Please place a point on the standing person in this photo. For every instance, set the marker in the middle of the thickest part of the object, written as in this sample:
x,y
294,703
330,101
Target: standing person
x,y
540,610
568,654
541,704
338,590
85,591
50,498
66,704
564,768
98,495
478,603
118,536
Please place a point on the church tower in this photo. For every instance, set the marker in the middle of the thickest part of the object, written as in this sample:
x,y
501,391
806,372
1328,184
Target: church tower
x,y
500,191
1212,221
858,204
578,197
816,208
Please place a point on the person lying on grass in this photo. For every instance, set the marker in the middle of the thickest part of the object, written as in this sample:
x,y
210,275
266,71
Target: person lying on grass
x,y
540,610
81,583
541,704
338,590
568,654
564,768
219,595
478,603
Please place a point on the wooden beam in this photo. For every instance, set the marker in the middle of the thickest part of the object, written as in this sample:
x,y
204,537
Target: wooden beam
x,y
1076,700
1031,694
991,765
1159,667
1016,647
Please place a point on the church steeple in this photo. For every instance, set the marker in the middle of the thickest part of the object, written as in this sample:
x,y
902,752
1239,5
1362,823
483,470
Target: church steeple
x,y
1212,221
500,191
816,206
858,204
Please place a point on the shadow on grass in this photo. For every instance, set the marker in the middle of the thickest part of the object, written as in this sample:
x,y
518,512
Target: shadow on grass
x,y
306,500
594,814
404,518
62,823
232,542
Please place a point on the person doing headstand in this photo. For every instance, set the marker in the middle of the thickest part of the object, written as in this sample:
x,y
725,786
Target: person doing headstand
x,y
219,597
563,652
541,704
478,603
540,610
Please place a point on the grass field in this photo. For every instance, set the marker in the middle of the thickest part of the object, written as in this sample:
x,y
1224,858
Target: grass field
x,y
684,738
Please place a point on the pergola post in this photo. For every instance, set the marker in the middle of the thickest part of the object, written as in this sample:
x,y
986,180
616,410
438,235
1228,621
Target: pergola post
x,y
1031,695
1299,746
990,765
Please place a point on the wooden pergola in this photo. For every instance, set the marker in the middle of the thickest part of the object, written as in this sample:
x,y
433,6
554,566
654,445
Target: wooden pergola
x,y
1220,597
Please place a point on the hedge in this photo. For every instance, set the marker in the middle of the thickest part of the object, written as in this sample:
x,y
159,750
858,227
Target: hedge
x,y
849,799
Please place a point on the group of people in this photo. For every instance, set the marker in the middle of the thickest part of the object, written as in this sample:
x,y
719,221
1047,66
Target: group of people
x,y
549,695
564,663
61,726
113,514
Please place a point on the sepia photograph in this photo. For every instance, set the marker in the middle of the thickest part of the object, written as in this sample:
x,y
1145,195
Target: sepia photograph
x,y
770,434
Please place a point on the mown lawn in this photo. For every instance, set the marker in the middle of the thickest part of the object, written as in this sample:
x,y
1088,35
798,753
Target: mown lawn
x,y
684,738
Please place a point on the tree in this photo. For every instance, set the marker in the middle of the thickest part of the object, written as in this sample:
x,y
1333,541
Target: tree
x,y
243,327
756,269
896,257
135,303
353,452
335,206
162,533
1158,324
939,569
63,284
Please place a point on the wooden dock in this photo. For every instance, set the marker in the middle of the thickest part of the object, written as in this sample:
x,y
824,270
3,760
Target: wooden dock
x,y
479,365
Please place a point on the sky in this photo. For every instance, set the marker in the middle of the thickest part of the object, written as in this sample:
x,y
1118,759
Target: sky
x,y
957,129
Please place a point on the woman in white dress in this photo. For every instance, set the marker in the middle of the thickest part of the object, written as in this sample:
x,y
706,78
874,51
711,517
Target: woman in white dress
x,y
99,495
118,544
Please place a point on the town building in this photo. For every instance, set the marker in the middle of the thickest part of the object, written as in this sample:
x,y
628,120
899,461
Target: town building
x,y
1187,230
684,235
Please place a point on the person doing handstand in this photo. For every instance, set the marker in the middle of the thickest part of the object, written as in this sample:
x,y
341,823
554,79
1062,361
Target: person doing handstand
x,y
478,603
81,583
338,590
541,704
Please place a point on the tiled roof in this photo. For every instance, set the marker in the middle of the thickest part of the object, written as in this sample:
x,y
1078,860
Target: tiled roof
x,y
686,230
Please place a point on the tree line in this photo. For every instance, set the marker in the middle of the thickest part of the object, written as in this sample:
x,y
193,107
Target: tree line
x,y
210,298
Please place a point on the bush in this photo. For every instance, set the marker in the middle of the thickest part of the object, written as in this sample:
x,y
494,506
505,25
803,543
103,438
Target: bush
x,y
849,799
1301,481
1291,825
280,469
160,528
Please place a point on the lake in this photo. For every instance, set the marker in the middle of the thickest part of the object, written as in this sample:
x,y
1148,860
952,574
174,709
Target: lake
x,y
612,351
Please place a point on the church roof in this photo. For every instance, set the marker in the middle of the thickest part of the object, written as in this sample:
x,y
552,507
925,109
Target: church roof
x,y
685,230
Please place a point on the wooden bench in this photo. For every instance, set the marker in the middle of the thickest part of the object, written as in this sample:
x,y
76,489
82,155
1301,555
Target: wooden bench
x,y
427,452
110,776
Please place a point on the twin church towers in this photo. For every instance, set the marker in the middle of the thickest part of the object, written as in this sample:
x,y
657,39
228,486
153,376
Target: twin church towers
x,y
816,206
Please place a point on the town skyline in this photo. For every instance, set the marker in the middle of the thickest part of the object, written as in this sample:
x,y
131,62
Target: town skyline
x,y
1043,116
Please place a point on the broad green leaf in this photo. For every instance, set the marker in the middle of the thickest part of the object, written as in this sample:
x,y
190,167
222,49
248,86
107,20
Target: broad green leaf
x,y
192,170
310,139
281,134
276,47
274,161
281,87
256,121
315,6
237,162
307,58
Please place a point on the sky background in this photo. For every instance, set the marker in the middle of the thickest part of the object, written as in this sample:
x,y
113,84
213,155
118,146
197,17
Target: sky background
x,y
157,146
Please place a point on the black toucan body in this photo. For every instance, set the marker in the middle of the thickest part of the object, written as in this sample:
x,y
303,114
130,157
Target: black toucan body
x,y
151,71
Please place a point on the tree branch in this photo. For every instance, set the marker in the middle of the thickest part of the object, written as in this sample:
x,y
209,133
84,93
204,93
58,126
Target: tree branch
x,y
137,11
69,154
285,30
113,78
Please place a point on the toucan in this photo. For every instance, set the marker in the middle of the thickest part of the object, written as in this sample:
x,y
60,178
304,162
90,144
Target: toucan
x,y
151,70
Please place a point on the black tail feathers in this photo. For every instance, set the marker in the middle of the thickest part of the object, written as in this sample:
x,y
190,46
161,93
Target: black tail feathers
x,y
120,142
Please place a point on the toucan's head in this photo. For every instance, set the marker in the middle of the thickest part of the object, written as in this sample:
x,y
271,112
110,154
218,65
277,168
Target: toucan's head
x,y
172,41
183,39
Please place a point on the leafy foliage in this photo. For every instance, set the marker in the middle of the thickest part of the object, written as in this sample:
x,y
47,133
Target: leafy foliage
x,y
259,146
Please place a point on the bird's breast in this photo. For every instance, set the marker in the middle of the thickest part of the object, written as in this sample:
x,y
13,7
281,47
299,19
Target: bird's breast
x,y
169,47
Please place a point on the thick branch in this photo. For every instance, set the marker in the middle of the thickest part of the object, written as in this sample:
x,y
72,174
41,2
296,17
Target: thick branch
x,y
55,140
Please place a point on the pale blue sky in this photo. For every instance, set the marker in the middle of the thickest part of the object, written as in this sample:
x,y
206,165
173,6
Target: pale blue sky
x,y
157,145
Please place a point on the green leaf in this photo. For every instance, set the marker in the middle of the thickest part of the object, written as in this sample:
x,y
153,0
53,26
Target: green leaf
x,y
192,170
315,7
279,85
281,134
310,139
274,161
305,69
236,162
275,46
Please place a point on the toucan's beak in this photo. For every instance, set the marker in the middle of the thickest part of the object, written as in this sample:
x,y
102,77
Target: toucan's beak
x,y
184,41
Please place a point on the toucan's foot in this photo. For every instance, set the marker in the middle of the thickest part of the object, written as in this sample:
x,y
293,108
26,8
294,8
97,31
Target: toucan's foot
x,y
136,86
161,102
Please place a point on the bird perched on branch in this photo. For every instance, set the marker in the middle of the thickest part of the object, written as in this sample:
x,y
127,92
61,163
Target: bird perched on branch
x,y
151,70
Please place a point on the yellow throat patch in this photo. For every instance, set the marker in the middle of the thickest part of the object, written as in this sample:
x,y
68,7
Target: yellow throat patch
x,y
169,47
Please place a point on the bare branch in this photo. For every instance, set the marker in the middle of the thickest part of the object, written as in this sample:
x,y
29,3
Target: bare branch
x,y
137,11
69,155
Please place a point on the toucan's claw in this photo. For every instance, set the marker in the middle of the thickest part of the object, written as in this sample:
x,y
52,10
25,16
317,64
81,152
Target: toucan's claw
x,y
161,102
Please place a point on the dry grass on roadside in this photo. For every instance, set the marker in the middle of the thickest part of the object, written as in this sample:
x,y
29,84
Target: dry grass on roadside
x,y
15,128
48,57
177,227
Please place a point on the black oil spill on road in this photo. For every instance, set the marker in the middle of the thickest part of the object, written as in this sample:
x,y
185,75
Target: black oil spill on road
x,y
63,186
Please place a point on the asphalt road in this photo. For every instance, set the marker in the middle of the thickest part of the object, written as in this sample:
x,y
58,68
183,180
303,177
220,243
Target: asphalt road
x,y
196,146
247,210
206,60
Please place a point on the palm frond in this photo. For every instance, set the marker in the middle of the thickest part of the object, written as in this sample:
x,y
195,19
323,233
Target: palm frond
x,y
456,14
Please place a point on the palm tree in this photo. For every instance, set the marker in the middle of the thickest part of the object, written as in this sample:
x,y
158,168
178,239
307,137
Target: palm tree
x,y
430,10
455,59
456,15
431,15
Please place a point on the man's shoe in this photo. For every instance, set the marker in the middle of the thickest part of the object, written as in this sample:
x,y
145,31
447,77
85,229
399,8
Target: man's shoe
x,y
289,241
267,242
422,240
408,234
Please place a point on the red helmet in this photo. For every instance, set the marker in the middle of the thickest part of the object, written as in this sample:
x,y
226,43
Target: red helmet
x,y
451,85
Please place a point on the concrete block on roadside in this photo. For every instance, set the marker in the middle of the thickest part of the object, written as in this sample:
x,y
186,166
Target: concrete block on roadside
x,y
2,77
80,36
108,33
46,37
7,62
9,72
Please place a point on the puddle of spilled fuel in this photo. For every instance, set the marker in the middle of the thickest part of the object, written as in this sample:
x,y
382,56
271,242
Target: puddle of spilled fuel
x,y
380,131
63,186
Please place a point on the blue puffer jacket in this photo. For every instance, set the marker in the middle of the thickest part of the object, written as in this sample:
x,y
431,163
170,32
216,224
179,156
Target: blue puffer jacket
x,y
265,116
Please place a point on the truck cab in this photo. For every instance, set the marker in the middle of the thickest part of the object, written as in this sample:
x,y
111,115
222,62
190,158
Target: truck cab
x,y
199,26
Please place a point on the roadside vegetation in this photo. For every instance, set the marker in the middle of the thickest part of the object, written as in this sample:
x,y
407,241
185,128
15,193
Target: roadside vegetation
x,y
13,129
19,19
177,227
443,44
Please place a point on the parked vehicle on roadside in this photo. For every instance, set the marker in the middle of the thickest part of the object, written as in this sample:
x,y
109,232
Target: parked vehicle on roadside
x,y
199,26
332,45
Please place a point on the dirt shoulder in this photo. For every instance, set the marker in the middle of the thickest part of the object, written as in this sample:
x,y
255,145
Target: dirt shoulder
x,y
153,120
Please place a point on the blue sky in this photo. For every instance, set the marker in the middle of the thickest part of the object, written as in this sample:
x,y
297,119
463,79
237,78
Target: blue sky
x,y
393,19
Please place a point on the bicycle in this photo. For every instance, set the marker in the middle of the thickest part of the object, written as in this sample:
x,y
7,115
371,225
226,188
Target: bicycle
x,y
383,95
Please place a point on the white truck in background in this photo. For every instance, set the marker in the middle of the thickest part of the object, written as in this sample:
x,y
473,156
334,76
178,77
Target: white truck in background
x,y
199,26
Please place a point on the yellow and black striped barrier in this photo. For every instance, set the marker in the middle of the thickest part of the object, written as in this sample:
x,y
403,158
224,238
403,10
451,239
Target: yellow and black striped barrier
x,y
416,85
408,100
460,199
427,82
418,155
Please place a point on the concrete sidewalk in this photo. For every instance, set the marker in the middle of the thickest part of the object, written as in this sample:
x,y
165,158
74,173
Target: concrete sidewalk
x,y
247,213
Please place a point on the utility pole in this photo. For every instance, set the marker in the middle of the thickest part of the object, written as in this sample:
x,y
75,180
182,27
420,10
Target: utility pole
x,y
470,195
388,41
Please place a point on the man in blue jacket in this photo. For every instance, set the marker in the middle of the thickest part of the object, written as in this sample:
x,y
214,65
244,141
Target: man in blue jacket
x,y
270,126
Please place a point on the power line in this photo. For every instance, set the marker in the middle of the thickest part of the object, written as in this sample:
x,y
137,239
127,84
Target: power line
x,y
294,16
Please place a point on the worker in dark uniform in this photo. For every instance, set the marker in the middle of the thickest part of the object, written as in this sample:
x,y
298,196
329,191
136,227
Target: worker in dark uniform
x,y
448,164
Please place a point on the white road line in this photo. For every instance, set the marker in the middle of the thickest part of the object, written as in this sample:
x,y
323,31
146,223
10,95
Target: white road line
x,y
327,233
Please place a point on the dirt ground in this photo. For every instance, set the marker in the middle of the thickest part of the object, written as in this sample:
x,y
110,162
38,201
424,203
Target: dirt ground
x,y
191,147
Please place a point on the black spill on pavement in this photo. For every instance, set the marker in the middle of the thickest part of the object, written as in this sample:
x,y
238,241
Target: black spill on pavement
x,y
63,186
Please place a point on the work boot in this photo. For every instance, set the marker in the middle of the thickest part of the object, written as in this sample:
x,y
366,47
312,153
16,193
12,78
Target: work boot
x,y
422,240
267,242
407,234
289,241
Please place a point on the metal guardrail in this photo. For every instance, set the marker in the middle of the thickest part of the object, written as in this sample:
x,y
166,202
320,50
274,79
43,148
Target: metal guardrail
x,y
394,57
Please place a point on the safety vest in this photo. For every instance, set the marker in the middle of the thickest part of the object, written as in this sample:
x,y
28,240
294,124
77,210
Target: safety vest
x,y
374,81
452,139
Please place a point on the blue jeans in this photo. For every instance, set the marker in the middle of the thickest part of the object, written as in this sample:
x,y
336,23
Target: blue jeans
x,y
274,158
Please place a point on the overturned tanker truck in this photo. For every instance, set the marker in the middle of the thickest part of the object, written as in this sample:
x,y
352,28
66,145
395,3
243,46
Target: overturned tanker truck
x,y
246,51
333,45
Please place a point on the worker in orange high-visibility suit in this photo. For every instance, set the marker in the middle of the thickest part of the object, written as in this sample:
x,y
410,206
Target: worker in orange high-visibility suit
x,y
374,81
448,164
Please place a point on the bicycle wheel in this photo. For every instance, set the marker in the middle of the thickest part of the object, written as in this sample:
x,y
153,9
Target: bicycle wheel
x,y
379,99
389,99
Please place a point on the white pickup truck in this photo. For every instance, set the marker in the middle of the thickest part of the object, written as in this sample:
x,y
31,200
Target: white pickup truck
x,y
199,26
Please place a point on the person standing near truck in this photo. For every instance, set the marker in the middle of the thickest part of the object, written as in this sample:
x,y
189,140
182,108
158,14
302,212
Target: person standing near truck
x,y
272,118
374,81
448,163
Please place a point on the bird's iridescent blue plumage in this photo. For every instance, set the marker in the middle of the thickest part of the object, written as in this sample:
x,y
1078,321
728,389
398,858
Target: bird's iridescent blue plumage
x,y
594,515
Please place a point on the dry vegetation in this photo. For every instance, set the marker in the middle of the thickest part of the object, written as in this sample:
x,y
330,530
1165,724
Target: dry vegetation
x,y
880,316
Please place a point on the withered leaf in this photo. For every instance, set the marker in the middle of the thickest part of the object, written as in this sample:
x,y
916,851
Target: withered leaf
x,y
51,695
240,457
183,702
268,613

********

Transcribe word for word the lines from the one holding "Please place a point on the person standing" to the last line of the listing above, inclusive.

Please place a point on the person standing near truck in this photo. For every instance, set the marker in the middle of the thickest part of the object, written as in this sample:
x,y
189,140
182,108
158,14
302,212
Target: person standing near truck
x,y
272,118
374,81
448,163
Please place a point on the bird's iridescent blue plumage in this photo. For every instance, set the marker in the middle of the thickest part of the object, written as in this sample:
x,y
1078,321
728,389
398,858
Target: bird's iridescent blue plumage
x,y
594,515
Please place a point on the dry vegetation in this photo. For every instance, set the marker in the middle of the thickest part of the object, written as in this sample:
x,y
330,530
1165,724
Target: dry vegetation
x,y
880,316
Please place a point on the withered leaf in this photo. For every instance, set the marker in the middle of the thickest part of the object, written as in this sample:
x,y
916,851
Target: withered leaf
x,y
51,695
240,457
183,702
268,613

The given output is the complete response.